-- TEXT follows --

But the less photogenic realities of MS touch all Canadians. The direct costs of caring for and treating Canadians with MS is estimated at $139 million annually, with drugs accounting for almost half of that. The high costs of MS drugs, which are priced on the assumption they delay disease progression and relapses, have come under fire. A study published in the journal Neurology in 2011 reported that the cost-benefit ratio of MS drugs was wildly out of whack and concluded there was urgent need for discussion on how to bring costs down.

Evidence is also mounting that the many commonly prescribed MS drugs don’t slow disease progression as promised. A 2009 study by the Cochrane Collaboration found the efficacy of interferon medication on exacerbations and disease progression in patients with relapsing-remitting MS was “modest.” Research from the University of British Columbia published in the July 2012 Journal of the American Medical Association echoed the finding.

-- TEXT concluded --
-- DATA UNDER STUDY follows --

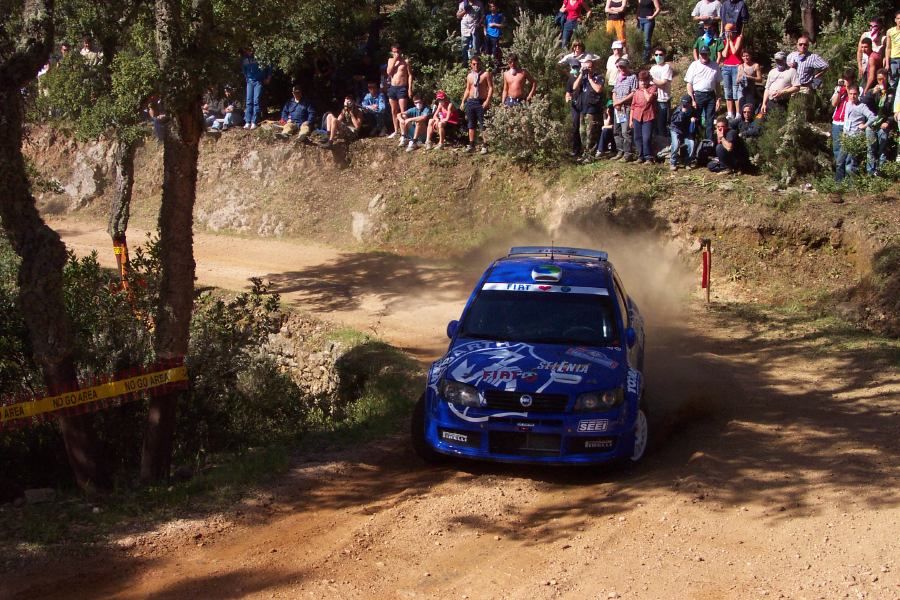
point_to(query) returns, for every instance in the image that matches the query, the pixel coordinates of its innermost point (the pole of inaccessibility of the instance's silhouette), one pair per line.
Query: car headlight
(459, 393)
(599, 400)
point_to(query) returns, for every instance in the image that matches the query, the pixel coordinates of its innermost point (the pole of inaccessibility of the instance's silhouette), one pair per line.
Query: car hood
(535, 368)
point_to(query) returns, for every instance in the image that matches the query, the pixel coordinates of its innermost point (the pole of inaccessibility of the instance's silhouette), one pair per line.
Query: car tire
(641, 434)
(417, 429)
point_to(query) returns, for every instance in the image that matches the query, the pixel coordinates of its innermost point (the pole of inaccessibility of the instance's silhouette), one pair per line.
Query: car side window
(620, 298)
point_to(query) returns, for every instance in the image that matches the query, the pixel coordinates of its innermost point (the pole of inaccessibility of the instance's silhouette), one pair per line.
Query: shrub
(789, 146)
(526, 133)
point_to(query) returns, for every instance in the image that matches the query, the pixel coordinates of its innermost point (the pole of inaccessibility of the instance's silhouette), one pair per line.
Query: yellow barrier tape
(105, 391)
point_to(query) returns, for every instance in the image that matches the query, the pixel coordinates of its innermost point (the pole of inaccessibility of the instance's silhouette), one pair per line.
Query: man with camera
(586, 95)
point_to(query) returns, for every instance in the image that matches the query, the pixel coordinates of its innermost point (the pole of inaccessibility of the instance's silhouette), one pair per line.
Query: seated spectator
(747, 125)
(232, 111)
(731, 153)
(413, 124)
(734, 12)
(683, 128)
(749, 81)
(707, 11)
(374, 107)
(839, 102)
(444, 121)
(615, 19)
(607, 145)
(515, 81)
(612, 70)
(880, 100)
(782, 83)
(297, 115)
(871, 62)
(346, 126)
(643, 114)
(212, 107)
(858, 118)
(709, 39)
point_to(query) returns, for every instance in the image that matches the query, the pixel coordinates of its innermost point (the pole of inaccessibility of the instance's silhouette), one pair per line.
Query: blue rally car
(543, 367)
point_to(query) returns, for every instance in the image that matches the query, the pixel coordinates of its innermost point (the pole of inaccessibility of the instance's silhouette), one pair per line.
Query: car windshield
(538, 318)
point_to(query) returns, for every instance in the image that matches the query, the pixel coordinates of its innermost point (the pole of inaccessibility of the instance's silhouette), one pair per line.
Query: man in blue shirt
(494, 22)
(297, 115)
(374, 107)
(256, 77)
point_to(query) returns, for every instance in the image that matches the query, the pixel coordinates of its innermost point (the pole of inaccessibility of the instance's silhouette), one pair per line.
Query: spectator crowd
(621, 107)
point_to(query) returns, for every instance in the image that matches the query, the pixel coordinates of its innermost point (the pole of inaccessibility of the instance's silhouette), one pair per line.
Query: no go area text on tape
(14, 414)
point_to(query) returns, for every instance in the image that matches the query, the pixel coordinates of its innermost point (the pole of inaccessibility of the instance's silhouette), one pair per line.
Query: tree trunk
(181, 96)
(808, 18)
(121, 203)
(42, 252)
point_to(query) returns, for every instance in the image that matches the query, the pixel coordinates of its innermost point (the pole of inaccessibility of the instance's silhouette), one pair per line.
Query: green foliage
(526, 133)
(536, 41)
(789, 146)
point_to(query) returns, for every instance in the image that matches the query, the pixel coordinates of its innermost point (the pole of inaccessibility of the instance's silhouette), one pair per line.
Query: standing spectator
(876, 44)
(662, 75)
(880, 101)
(647, 11)
(297, 115)
(709, 39)
(731, 152)
(91, 57)
(256, 77)
(399, 72)
(683, 127)
(839, 100)
(781, 83)
(444, 121)
(707, 11)
(615, 18)
(414, 123)
(871, 61)
(612, 68)
(892, 50)
(702, 79)
(515, 81)
(494, 22)
(607, 144)
(233, 115)
(623, 94)
(374, 107)
(643, 114)
(733, 46)
(810, 66)
(735, 12)
(857, 119)
(347, 125)
(589, 88)
(471, 22)
(749, 80)
(476, 100)
(573, 10)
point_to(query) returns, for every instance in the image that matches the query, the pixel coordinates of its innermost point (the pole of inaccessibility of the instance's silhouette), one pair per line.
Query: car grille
(501, 400)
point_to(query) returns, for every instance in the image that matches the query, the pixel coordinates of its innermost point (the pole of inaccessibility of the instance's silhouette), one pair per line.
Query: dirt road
(775, 474)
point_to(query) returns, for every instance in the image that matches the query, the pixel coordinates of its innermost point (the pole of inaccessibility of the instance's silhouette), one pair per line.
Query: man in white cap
(612, 71)
(782, 83)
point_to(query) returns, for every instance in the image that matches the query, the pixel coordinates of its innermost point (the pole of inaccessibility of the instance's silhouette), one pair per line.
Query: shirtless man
(476, 100)
(400, 89)
(515, 80)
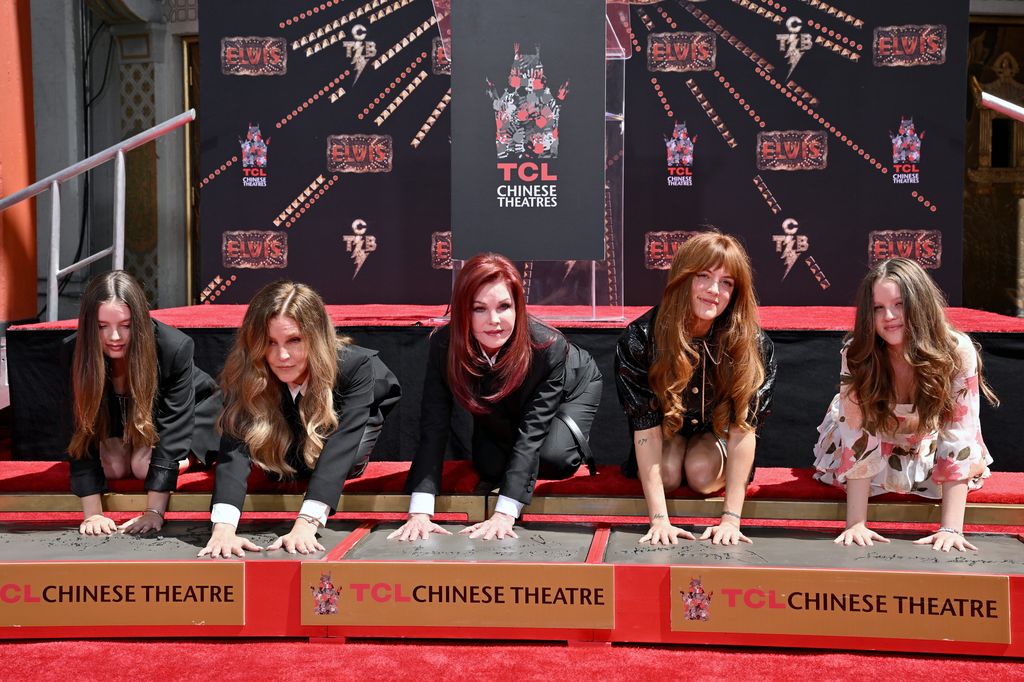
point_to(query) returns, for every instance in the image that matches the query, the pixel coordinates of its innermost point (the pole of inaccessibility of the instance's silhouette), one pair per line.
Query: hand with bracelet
(302, 539)
(727, 531)
(663, 533)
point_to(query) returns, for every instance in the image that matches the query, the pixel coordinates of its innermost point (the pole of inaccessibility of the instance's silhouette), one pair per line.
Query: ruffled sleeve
(960, 445)
(858, 453)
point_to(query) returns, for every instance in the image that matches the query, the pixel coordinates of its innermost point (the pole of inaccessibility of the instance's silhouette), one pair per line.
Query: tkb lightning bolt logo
(790, 245)
(795, 43)
(359, 244)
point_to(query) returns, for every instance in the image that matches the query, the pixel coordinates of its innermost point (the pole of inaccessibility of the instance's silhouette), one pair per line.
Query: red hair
(465, 359)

-- DATA UNDER STUDY concluded --

> _WHAT THIS EXERCISE ASKS_
1. According to the passage on multiple sclerosis costs and drugs, what is the estimated annual direct cost of caring for and treating Canadians with MS?
2. Which studies or research findings does the passage on multiple sclerosis costs and drugs cite? Give the source and year for each.
3. Do these statements agree with the passage on multiple sclerosis costs and drugs? (a) Drugs make up almost half of the direct costs of caring for and treating Canadians with MS. (b) The Cochrane Collaboration found interferon medication to be highly effective for relapsing-remitting MS. (c) The University of British Columbia research contradicted the Cochrane finding.

> _RESULTS FOR EACH TASK_
1. $139 million

2.
- A study in the journal Neurology, 2011
- A study by the Cochrane Collaboration, 2009
- Research from the University of British Columbia in the Journal of the American Medical Association, July 2012

3.
(a) Yes: "with drugs accounting for almost half of that"
(b) No: "the efficacy of interferon medication on exacerbations and disease progression in patients with relapsing-remitting MS was “modest.”"
(c) No: "echoed the finding"